SET PROBLEM: Please find each line in the entries below that contains the word "effect" and copy those lines out in full.

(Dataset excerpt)
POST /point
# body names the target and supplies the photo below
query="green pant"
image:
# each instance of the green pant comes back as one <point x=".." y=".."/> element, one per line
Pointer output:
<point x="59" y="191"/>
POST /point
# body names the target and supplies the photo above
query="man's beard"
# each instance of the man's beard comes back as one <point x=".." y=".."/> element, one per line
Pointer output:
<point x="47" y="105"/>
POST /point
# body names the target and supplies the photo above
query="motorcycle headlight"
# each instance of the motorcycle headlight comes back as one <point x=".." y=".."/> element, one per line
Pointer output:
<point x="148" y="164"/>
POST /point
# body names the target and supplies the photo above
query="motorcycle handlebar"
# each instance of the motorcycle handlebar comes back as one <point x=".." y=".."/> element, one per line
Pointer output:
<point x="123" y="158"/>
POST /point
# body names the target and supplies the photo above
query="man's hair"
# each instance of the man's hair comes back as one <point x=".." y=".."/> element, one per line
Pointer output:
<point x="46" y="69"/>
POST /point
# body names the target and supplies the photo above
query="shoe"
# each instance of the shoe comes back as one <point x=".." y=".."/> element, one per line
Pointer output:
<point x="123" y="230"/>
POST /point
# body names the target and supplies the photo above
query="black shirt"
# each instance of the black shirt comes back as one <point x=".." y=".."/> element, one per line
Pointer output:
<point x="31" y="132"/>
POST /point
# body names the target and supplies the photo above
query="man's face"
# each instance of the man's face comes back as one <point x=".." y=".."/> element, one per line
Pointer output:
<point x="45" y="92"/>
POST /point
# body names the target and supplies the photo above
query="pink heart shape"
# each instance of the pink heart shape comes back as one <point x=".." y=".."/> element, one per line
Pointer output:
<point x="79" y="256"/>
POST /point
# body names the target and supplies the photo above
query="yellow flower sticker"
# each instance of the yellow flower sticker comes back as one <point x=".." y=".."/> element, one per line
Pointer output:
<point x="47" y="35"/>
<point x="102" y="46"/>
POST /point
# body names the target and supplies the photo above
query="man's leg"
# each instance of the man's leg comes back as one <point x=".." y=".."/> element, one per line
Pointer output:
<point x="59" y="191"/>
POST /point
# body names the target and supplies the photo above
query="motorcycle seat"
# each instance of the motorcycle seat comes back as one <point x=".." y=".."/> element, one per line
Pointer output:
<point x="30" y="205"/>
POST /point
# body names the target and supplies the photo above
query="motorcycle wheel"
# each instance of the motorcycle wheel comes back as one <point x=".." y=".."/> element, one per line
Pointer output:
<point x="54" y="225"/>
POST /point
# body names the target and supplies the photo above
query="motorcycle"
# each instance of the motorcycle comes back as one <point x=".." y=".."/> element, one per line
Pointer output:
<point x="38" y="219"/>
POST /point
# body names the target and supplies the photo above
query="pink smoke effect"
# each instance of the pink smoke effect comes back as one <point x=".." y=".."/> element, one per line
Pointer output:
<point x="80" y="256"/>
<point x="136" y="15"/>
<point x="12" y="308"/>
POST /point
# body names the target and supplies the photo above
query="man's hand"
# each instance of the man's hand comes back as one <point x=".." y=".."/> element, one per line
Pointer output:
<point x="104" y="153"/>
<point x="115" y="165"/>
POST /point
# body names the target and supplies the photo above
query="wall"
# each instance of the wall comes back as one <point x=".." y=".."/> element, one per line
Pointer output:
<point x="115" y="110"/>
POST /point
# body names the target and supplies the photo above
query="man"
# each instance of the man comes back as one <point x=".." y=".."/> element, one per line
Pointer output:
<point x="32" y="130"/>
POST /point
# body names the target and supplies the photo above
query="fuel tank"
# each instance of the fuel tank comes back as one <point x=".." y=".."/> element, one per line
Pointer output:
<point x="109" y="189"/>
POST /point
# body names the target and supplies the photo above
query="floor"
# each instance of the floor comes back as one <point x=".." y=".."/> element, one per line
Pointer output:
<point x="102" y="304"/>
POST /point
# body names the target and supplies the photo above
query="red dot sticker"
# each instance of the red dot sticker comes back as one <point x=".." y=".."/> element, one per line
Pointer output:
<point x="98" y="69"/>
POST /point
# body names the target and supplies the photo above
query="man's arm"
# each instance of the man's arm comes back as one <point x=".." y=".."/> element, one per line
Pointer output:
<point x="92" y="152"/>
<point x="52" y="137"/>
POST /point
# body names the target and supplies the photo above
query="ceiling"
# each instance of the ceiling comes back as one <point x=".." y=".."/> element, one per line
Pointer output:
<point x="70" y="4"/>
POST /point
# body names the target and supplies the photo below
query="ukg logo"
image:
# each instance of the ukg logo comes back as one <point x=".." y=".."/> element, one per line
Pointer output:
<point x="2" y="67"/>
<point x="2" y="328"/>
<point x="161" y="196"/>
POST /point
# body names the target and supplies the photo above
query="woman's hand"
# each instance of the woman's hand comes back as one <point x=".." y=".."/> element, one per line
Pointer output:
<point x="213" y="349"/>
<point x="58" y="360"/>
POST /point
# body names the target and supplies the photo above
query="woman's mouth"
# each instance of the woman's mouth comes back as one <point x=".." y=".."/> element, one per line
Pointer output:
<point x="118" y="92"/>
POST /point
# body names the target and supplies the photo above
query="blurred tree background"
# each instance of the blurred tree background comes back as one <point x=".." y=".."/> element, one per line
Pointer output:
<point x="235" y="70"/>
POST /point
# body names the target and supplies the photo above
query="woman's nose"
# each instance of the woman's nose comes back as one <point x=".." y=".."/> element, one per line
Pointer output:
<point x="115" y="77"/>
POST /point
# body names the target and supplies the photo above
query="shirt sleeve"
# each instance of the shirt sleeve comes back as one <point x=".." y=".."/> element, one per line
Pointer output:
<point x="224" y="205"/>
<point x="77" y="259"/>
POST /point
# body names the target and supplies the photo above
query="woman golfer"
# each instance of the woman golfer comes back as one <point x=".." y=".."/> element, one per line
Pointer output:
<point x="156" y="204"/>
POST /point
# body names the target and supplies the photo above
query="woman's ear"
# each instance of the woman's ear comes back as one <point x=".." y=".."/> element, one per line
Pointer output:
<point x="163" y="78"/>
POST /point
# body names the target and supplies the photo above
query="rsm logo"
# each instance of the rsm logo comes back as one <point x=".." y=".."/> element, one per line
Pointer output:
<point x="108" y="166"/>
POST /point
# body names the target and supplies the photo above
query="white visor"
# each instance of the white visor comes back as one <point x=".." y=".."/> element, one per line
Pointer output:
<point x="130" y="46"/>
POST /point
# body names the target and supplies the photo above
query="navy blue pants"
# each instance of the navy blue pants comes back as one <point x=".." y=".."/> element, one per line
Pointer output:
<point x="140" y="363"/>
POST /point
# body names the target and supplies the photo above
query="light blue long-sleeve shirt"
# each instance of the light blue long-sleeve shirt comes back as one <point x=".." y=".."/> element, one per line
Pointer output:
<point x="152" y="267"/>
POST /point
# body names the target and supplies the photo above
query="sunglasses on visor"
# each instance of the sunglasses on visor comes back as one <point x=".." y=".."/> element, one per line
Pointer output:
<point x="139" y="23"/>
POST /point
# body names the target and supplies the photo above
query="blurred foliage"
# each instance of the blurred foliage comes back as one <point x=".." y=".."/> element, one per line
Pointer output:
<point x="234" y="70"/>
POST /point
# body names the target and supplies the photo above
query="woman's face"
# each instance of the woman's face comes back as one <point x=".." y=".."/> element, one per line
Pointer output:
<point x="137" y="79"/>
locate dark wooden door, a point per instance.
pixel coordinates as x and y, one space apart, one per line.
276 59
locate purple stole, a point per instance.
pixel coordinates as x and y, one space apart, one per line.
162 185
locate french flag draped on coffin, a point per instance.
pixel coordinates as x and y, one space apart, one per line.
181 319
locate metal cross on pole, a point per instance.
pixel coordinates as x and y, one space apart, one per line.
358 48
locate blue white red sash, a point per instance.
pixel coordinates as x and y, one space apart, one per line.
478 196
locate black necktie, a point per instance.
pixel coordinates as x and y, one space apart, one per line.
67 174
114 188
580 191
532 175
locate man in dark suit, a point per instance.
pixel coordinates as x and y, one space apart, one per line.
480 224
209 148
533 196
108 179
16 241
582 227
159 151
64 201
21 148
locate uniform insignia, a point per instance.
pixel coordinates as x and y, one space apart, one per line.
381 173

---

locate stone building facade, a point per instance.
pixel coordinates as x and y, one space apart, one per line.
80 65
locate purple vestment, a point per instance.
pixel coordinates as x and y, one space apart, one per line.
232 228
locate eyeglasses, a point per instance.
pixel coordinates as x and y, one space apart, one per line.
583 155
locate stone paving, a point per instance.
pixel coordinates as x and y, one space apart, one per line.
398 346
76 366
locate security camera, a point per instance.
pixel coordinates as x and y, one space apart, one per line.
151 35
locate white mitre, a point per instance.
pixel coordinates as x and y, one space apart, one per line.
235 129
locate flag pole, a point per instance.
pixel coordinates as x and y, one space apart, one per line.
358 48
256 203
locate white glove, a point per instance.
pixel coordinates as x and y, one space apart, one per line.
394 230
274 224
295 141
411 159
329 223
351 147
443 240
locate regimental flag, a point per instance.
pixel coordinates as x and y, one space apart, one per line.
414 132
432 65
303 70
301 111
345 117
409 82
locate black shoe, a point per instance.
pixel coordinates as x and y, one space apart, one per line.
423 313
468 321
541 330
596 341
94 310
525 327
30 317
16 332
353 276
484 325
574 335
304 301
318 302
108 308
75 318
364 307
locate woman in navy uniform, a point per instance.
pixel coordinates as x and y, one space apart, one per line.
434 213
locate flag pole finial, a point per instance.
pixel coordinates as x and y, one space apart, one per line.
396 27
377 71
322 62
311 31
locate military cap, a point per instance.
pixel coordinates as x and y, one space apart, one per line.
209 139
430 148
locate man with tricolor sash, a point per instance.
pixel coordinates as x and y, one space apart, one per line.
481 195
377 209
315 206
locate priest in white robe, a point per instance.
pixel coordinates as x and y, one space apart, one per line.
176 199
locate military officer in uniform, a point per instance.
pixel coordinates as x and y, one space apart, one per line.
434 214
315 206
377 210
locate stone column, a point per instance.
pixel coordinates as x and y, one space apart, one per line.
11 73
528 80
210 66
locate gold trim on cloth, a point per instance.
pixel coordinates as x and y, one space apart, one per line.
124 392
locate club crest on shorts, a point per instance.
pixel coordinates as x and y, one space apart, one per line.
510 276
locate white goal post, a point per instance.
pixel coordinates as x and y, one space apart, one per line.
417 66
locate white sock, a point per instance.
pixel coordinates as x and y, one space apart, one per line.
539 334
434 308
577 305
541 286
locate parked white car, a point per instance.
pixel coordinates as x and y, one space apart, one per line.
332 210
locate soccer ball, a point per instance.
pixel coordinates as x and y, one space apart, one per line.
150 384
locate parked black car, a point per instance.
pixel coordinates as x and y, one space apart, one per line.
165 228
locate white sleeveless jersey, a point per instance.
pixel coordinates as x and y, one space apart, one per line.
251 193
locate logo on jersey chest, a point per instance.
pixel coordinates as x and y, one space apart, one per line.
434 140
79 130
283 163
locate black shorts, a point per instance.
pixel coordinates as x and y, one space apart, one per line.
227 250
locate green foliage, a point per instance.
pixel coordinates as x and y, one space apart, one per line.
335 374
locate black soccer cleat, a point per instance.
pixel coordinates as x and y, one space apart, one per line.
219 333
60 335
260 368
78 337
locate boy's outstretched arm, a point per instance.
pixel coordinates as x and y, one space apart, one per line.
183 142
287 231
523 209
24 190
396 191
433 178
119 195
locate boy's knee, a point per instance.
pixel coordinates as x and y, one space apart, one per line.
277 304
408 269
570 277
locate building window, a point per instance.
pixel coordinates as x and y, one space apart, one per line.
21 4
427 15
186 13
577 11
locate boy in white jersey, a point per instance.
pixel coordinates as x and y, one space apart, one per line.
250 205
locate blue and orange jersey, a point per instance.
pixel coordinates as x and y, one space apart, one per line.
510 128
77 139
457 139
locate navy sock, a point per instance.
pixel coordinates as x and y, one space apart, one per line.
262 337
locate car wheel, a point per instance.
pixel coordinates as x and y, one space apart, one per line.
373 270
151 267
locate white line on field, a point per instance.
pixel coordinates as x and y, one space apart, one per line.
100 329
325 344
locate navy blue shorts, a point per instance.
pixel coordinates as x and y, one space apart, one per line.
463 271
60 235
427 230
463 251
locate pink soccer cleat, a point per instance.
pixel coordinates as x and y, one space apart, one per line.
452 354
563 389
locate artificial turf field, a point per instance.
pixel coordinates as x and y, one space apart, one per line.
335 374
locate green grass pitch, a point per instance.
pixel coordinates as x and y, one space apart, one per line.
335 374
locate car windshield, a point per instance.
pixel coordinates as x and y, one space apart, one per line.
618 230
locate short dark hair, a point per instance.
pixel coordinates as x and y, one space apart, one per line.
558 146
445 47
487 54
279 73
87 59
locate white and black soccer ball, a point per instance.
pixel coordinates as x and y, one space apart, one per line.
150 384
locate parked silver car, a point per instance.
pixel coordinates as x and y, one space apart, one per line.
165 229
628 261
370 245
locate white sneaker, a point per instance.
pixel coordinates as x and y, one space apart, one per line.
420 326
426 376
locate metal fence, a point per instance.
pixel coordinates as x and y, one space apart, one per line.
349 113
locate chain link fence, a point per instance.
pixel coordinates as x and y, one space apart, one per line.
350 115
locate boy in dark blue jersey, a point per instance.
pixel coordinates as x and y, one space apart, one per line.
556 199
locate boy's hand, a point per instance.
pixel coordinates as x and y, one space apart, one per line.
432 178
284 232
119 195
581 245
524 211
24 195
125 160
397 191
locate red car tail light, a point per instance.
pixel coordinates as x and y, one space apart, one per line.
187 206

THE RESULT:
query="pink smoke effect"
# each instance of the pink smoke effect comes back as one <point x=".." y=".."/> element, one per line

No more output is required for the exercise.